* Begin Records *

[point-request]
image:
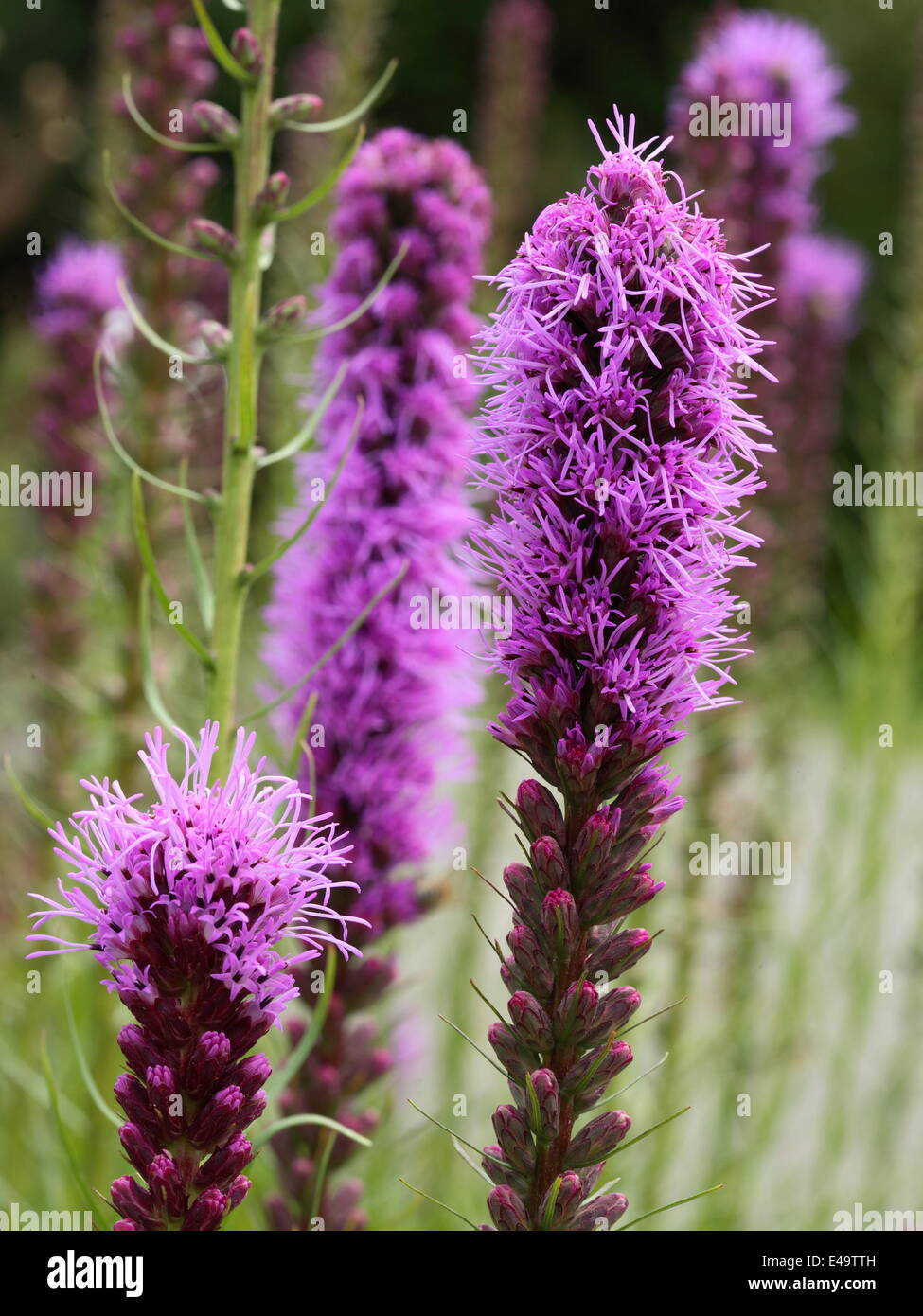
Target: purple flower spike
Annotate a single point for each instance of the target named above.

* End Records *
* Begin Records *

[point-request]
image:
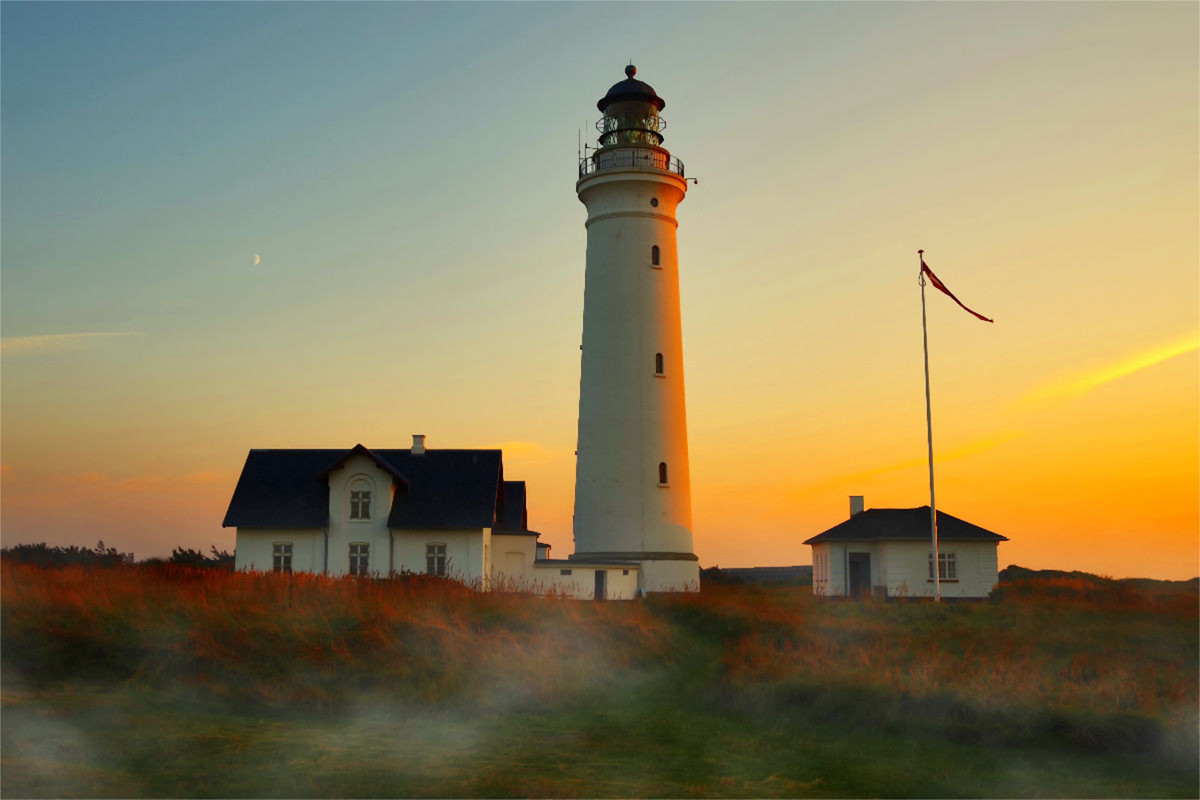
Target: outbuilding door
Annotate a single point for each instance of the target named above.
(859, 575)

* End Records *
* Begin Records *

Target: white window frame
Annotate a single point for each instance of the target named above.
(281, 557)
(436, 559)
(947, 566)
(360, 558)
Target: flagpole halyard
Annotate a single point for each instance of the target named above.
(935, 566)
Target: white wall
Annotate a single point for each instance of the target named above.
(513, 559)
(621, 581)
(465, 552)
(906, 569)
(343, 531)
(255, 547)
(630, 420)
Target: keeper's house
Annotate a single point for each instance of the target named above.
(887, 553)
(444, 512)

* End Records *

* _Written exercise_
Which lines of the data above contain the string "white"? Select and copy each of them, treating uppercase and lowercase as different.

* _Written response_
Target: white window frame
Target: white wall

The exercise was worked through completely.